Task details:
Only the pictures are to be left out; the listing itself is repeated exactly.

Supplied data:

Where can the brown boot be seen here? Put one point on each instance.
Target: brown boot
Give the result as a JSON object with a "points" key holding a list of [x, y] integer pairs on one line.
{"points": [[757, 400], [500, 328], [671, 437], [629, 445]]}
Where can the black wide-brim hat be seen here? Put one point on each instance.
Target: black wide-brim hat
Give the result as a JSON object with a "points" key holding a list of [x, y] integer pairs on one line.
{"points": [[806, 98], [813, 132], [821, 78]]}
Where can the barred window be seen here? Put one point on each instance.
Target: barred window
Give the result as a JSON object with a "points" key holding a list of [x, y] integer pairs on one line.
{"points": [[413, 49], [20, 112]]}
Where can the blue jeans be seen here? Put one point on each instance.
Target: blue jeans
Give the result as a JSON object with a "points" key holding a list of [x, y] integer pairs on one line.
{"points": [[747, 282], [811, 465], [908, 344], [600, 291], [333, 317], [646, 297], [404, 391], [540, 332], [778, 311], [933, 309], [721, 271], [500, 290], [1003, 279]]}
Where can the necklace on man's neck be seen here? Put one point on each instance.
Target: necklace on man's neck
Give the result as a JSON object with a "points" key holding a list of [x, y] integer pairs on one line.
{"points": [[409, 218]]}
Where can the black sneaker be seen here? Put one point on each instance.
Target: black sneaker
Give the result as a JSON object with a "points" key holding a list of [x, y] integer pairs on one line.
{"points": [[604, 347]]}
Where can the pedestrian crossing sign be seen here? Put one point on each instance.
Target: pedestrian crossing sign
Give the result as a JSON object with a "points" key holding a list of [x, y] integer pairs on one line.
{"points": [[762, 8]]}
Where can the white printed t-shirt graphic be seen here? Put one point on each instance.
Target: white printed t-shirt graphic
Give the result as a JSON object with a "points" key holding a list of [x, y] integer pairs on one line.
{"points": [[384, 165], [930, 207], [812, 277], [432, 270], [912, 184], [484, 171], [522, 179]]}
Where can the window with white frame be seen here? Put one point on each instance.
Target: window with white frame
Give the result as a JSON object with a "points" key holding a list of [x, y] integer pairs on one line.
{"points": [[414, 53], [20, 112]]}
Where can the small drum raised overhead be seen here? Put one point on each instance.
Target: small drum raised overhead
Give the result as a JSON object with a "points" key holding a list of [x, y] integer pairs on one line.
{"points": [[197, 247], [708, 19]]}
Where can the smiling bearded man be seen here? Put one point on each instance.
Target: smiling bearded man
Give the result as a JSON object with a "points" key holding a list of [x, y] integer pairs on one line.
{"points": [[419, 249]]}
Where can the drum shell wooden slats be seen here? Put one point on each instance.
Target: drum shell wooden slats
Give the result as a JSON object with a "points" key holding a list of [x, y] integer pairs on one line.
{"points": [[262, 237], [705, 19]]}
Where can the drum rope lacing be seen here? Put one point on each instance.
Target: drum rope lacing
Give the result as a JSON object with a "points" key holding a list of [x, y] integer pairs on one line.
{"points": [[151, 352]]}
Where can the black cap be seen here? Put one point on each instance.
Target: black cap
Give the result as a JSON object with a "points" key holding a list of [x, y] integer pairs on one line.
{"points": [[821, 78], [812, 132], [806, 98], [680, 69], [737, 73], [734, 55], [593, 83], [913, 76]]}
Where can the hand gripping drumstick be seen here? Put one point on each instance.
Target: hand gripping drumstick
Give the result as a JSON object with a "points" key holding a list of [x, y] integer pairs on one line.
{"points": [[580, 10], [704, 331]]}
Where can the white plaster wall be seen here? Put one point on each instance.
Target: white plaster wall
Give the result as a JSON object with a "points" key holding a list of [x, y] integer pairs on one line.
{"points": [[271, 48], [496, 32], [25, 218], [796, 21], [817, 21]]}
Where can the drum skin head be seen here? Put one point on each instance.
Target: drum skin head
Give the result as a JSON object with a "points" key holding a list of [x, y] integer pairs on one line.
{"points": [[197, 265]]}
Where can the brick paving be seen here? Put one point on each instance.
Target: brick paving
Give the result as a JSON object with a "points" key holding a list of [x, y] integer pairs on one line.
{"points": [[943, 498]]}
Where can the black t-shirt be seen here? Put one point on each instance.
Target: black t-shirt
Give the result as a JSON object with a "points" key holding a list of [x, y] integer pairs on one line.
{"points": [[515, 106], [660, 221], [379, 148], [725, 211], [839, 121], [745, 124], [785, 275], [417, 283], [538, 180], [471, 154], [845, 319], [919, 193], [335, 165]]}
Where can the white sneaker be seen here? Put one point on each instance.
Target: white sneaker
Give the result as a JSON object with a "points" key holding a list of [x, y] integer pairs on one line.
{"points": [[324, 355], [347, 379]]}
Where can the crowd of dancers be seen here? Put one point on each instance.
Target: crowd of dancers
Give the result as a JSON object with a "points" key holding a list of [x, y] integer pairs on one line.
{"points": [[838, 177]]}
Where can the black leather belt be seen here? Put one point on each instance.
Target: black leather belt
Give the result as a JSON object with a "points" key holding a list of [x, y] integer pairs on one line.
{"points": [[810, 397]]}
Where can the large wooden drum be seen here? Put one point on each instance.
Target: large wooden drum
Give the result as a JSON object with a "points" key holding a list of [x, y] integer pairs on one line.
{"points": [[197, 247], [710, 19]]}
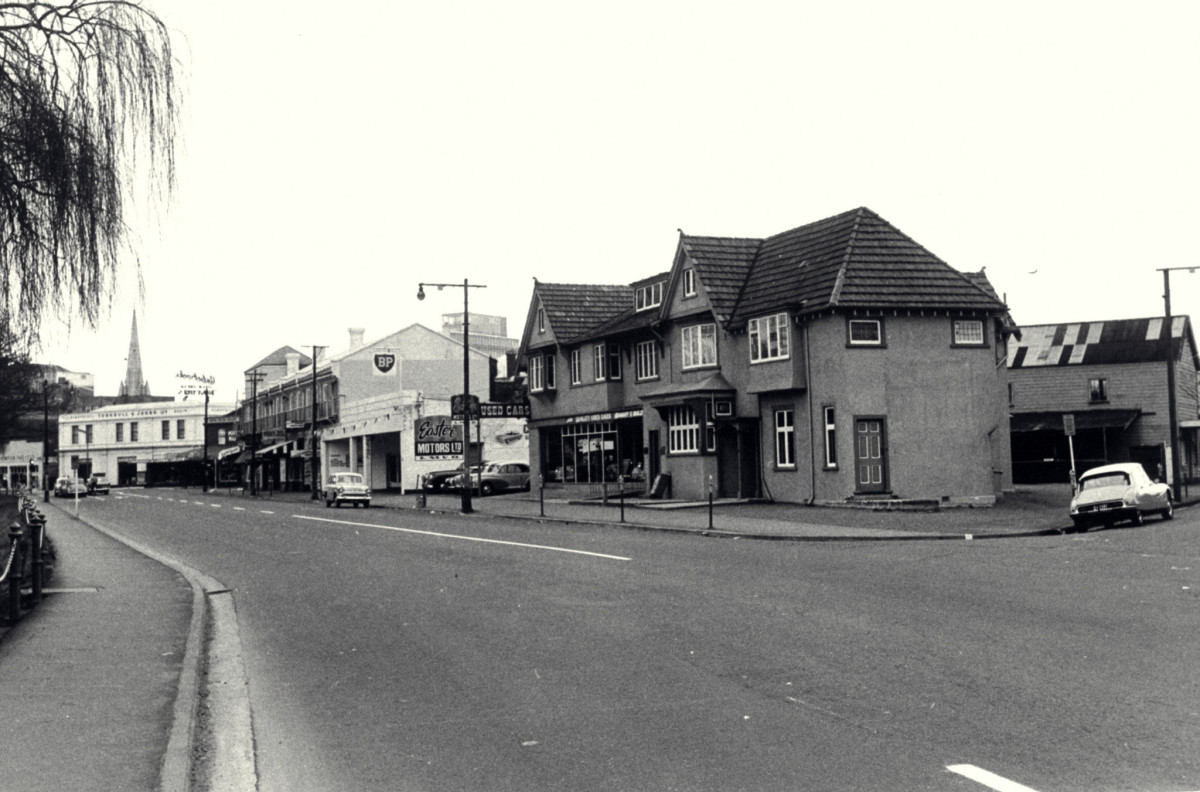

Response to this exercise:
Where can the brown boot be seen here? Put one point on each instance.
Target: brown boot
Give the result as a JSON object with a "points" key holding a list of [x, y] integer pairs on one line.
{"points": [[757, 400], [500, 328], [671, 437], [629, 445]]}
Where can the black wide-brim hat be seen here? Put one point on each instance.
Target: black wide-brim hat
Give the result as a JSON object with a "points" key holding a list of [x, y] integer pairs on one line.
{"points": [[806, 98], [813, 132], [821, 78]]}
Where can the barred window be seen here? Put one point on each instance.
Target: barred window
Give the result as a JSON object with a "points" key holding a list of [x, y] integer pairs on one line.
{"points": [[413, 49], [20, 112]]}
Where can the blue jeans be seen here? Put one point on each instance.
Target: blue jeans
Give the result as a JSON object with a "points" key holding a list of [x, y] integer pairs on one line.
{"points": [[747, 282], [811, 465], [908, 344], [600, 291], [333, 317], [646, 297], [404, 391], [540, 332], [778, 311], [933, 309], [721, 271], [500, 290], [1003, 279]]}
Where can the necklace on man's neck be seen here? Put one point on each instance.
Target: necklace on man's neck
Give the result as a JSON object with a "points" key holding a list of [x, y] integer pairs on one line.
{"points": [[409, 218]]}
Where can the black sneaker be seen here? Put one point on each instance.
Target: black sneaker
Give the result as a JSON object with a "points" key holding a list of [x, y] integer pairs on one line.
{"points": [[604, 347]]}
Where can the pedestrian crossing sign be seen here? Put one point on each instance.
Target: pedestrian crossing sign
Give the result as a JSON object with a "points" key holding a list of [x, y] integer pairs on one line.
{"points": [[762, 8]]}
Where can the white printed t-shirt graphic be seen here? Put one point on each instance.
Target: white printed t-shirt graphic
Give the result as a JSON object with a "points" key holding a list of [x, y] integer pairs on one line.
{"points": [[384, 165], [930, 207], [812, 277], [432, 270], [912, 184], [484, 171], [522, 179]]}
Where can the window with white frame be seen here? Put one point on each instance.
Target: window with white frame
Give the result as a JSON object with a "points" key holding a list of [x, y] integer pairs on one line.
{"points": [[414, 53], [20, 112]]}
Where can the small drum raised overhead be seen here? Put one point on each instance.
Target: small drum raised overhead
Give the result as a JSON object with a "points" key holding a list of [x, y] integer pairs on one line.
{"points": [[197, 247], [708, 19]]}
Where can the smiling bearded man be seen here? Put one point on each instance.
Target: smiling bearded man
Give the result as a JSON object with a "points" key holding a list of [x, y] integer pairs on one line.
{"points": [[419, 249]]}
Where can the drum shell wooden slats be seen here? Put one point on each instance.
Target: drum shell wooden slats
Give the result as a JSON object with a "points" key holding a list of [x, y] integer pairs on one line.
{"points": [[262, 237], [705, 19]]}
Where can the drum rope lacing be seen here? Put one point on each instance.
Target: drum rope lacing
Give the result as a JSON object with a "points" key holding a list of [x, y] integer pairs on one line.
{"points": [[151, 352]]}
Where can the black cap be seen here? Put one point on each instance.
Target: black cap
Give the result as a JSON object with a "points" key holding a list of [x, y] integer pairs on one line.
{"points": [[821, 78], [812, 132], [806, 98], [680, 69], [737, 73], [734, 55], [593, 83], [913, 76]]}
Where can the hand gripping drumstick be seen here? Put one point on each instance.
Target: hand gripping drumstick
Give the result as a JSON object with a "points" key holding a list of [x, y] integer pairs on one line.
{"points": [[580, 10], [704, 331]]}
Where can the white plaster wall be seen here? Put one point on each instance.
Target: white plaster wall
Give the result as a JSON object with a "points" key holding a list of [x, y] integer pairs on one line.
{"points": [[271, 48], [496, 32], [25, 218], [796, 21], [817, 21]]}
Where can the drum skin head be seen here? Put one point on each instance.
Target: drum skin head
Give the result as a JSON object with a "points" key holding a list of [x, y] integer pairs on one line.
{"points": [[197, 265]]}
Where can the brick paving be seen here? Put one point on each instance.
Target: brick paving
Give the result as a JSON object with a "points" key holding a list of [x, y] integer pairs on one line.
{"points": [[943, 498]]}
Where can the black t-shirt be seen here? Put one point on each instance.
Target: black t-shirt
Give the result as a JSON object with a "points" key holding a list of [x, y] integer pairs on one line.
{"points": [[515, 106], [660, 221], [379, 148], [725, 211], [839, 121], [745, 124], [785, 275], [417, 283], [538, 180], [471, 154], [845, 319], [919, 193], [335, 165]]}
Where can the white sneaker be seen here? Put one point on each instance.
Target: white sneaker
Give the result as a JSON object with a "points" key holding a list of [x, y] integer pairs on one line.
{"points": [[324, 355], [347, 379]]}
Where can the crowd of dancers be seen here? Put one point on each instance.
Target: crowd of dancers
Give the result as a JSON object with a "points" key holding a list of [x, y] integer pairs on one line.
{"points": [[838, 177]]}
Where can the black leather belt be seen here? Put one point on each instance.
Target: black leather belt
Give the result as a JSON object with a "points" key holding a list of [x, y] integer pairs on one line.
{"points": [[810, 397]]}
Where can the large wooden drum be seen here? Put one point on each instance.
Target: large wooden drum
Give the result as a JSON object with a "points" key holding a list of [x, y] integer pairs on one line.
{"points": [[197, 247], [710, 19]]}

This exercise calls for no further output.